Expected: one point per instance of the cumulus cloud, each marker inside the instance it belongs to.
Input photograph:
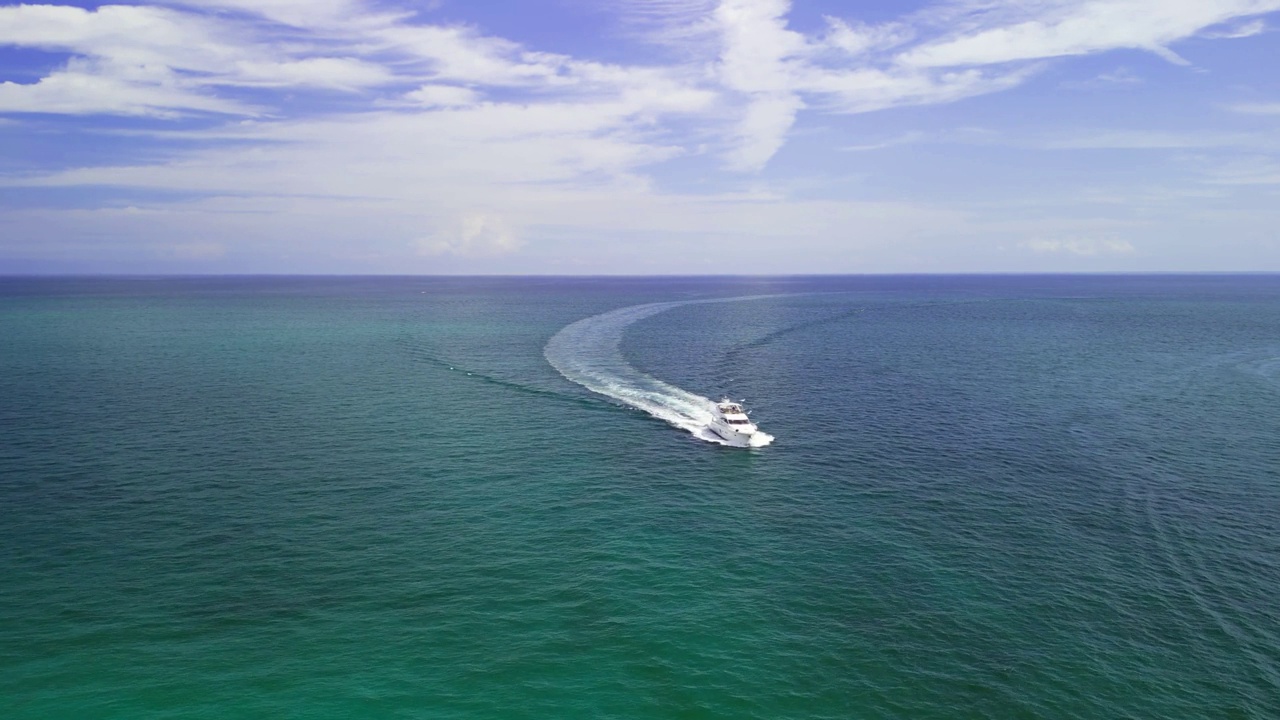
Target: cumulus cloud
(475, 235)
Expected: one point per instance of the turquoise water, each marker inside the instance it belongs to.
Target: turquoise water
(339, 497)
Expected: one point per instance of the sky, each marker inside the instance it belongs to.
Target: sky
(639, 136)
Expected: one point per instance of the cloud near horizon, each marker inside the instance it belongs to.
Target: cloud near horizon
(316, 118)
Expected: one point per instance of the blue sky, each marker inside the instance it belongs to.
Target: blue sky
(639, 136)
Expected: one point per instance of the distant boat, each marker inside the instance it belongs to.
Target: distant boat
(730, 422)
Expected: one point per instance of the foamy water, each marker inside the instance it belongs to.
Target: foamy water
(588, 352)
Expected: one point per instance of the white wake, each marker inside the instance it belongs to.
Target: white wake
(588, 352)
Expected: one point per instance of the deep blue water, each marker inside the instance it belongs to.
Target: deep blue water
(376, 497)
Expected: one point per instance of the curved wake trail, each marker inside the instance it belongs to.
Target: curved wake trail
(588, 352)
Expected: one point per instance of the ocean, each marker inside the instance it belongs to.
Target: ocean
(1019, 496)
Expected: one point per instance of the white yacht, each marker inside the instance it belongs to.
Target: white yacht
(730, 422)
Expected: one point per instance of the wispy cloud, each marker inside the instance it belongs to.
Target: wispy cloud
(324, 117)
(1080, 246)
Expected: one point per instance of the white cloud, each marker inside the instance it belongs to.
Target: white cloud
(443, 96)
(475, 235)
(1238, 30)
(1004, 31)
(1080, 246)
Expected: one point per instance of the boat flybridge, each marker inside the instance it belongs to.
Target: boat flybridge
(730, 422)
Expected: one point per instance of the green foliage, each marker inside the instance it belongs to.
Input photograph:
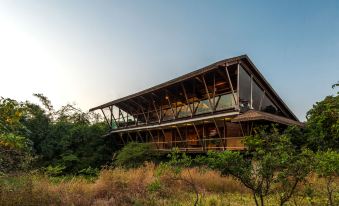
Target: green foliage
(271, 165)
(90, 172)
(54, 171)
(135, 154)
(67, 137)
(327, 166)
(323, 124)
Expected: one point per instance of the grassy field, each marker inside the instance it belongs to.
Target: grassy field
(142, 186)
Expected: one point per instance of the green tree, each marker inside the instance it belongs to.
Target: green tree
(15, 148)
(271, 165)
(135, 154)
(327, 166)
(323, 124)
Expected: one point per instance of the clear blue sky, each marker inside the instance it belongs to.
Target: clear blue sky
(91, 52)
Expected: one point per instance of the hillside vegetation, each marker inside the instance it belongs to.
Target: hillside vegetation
(61, 157)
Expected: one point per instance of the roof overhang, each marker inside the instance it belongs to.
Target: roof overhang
(177, 123)
(253, 115)
(243, 59)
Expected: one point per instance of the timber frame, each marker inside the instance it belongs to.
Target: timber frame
(212, 108)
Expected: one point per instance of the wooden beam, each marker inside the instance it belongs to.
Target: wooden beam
(186, 97)
(230, 82)
(106, 118)
(208, 94)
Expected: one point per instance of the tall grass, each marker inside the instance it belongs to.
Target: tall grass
(119, 186)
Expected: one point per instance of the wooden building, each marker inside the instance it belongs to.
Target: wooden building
(212, 108)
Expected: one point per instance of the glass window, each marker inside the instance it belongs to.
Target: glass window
(245, 88)
(268, 106)
(203, 107)
(168, 115)
(184, 111)
(257, 95)
(225, 102)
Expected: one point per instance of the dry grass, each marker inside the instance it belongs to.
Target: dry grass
(132, 187)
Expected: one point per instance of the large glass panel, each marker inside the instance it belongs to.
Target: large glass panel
(268, 106)
(245, 88)
(225, 102)
(257, 95)
(184, 111)
(203, 107)
(168, 115)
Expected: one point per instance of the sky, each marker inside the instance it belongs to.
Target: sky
(92, 52)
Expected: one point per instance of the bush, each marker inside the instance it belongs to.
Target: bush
(135, 154)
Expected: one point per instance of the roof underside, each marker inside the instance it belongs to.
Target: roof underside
(244, 59)
(253, 115)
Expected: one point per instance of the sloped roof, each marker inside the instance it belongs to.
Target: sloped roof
(243, 58)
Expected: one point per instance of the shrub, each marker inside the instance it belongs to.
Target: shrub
(135, 154)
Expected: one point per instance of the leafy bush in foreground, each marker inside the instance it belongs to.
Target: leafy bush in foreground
(135, 154)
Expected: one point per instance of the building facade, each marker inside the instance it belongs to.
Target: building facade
(212, 108)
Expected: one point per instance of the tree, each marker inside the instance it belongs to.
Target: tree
(174, 168)
(135, 154)
(15, 148)
(271, 165)
(323, 124)
(327, 166)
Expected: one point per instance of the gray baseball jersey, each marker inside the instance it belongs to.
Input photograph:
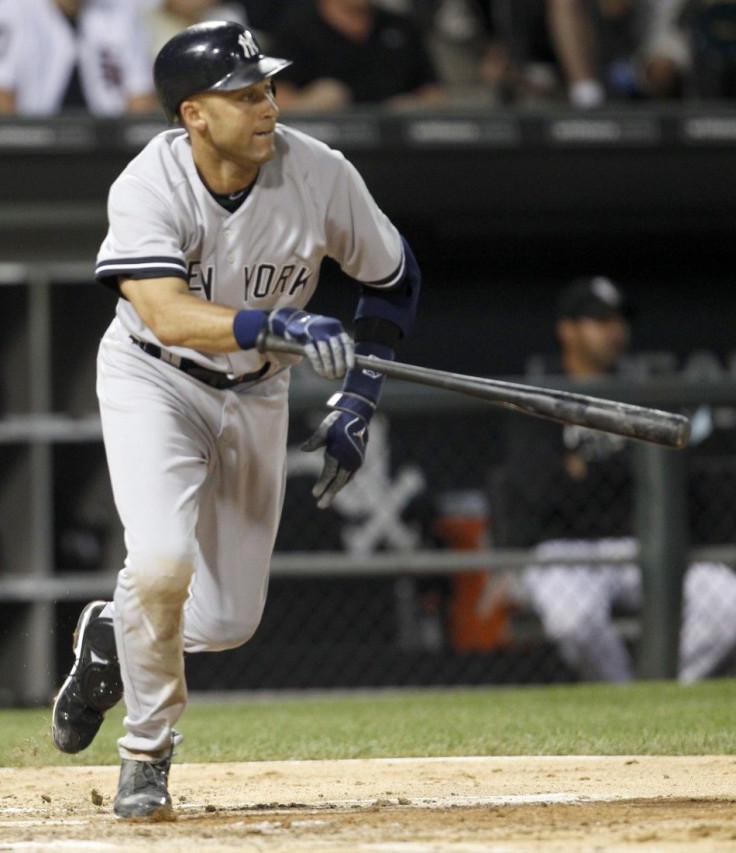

· · · ·

### WORK ORDER:
Your answer must be the records above, word for word, with no pictures.

### WRITTEN SOLUTION:
Expected: one point per instance of the cumulus cloud, each marker inside the instance it belongs to.
Input photograph:
Target: cumulus cloud
(475, 235)
Expected: one point per instance of the turquoise water, each marker inside the instance it belongs to.
Target: turquoise water
(339, 497)
Expected: one point per instance of the sky, each marker inside the instance it belongs to.
Target: sky
(639, 136)
Expected: one point per instance of the cloud near horizon, each marker inside the instance it belongs to.
Target: cloud near horizon
(316, 118)
Expected: one point per instance of the blue sky, each marker inside the instance it belongs to.
Target: blue sky
(639, 136)
Expected: one point per instance of the distant boat, each marker inside the instance it belongs to.
Target: distant boat
(730, 422)
Expected: one point per instance of the foamy water, each marker inside the instance it belongs to.
Target: foamy water
(588, 352)
Expected: one point per instance of the white wake, each marker inside the instance it belongs to.
Target: white wake
(588, 352)
Expected: one point per instance of the deep blue water, each marker inside the instance it belongs to.
Target: deep blue water
(376, 497)
Expected: one point per instance of the curved wake trail, each marker inside the instance it belongs to.
Target: curved wake trail
(588, 352)
Expected: one point per instance of the ocean, each marker inside the instance it belongs to.
Target: ocean
(1019, 496)
Expected: one point per instance of the white yacht, each marker inside the instance it belongs to.
Target: white yacht
(730, 422)
Expected: one point per instance of the wispy cloud, each marker inside the instance it belongs to.
Target: wispy cloud
(324, 117)
(1080, 246)
Expected: one point per instance of the white cloud, each marker inside the instance it belongs to.
Target: white cloud
(443, 96)
(475, 235)
(1238, 30)
(1004, 31)
(1080, 246)
Expected: one point per instance of the boat flybridge, each marker inside the instance it belongs to.
Target: boat flybridge
(730, 422)
Expected: one point per instance of the green foliage, each marker inside the instance it belongs to.
Input photograph:
Target: green foliage
(271, 165)
(90, 172)
(54, 171)
(135, 154)
(67, 137)
(327, 166)
(323, 124)
Expected: one point per instance of the grassy field, each marker inside the instance it belongs to.
Target: grassy field
(142, 186)
Expected: one point per instance of the green tree, each marker inside the instance it belongs to.
Target: green tree
(15, 148)
(271, 165)
(135, 154)
(327, 166)
(323, 124)
Expected: one point per instance of the clear blue sky, each marker inside the instance it belongs to.
Target: clear blue sky
(91, 52)
Expected: one point per instance of the hillside vegetation, each marker inside the instance it belongs to.
Target: hillside vegetation
(61, 157)
Expected: one point per instance of the roof overhang, each marker inside the instance it belongs to.
Target: roof overhang
(177, 123)
(253, 115)
(243, 59)
Expected: one point per instance of the timber frame, each marker inside the instance it belongs to.
Target: timber frame
(212, 108)
Expected: one point per instance of the wooden beam, each marker inside the instance it belongs to.
Target: wooden beam
(186, 97)
(230, 82)
(106, 118)
(208, 94)
Expected: one point per instance of the tall grass, each marker inside the instance it belongs to.
Target: tall grass
(119, 186)
Expected: one point per instance of the wooden building, each marker inside the instance it belongs to.
Target: wooden building
(212, 108)
Expected: one point per instance of the glass window, each marker inside the instance it belongs to.
Target: glass window
(245, 88)
(268, 106)
(203, 107)
(168, 115)
(184, 111)
(257, 95)
(225, 102)
Expected: one point per instance of the dry grass, each marker inside the instance it belongs to.
Target: dry grass
(132, 187)
Expected: one point per instance of the large glass panel, each marker inside the instance it belongs to.
Target: large glass panel
(268, 106)
(245, 88)
(225, 102)
(257, 95)
(184, 111)
(203, 107)
(168, 115)
Expected: one point per instance of the sky, each marker inside the instance it belongs to.
Target: sky
(92, 52)
Expected: one point per instance of the bush, each marker inside the instance it belongs to.
Target: bush
(135, 154)
Expected: one point per instance of the roof underside, each marker inside the instance it belongs to.
Target: roof underside
(244, 59)
(253, 115)
Expected: one point per instance of the sloped roof, each marker inside the instance it belongs to.
Target: sloped roof
(243, 58)
Expected: one point per instance of the shrub, each marker inside the instance it belongs to.
Target: shrub
(135, 154)
Expected: one point per instance of the leafy bush in foreground, each marker inside the instance it belongs to.
Target: leafy bush in foreground
(135, 154)
Expected: one point per instance of the building facade, each marker inside the instance it belongs to.
Target: building facade
(212, 108)
Expected: one point per instance of the tree, each marker inside the instance it belongs to.
Target: tree
(174, 168)
(135, 154)
(15, 148)
(271, 165)
(323, 124)
(327, 166)
Expected: one point per instance of the gray baseball jersey, each marker inside the instance it belongs to.
Input photograph:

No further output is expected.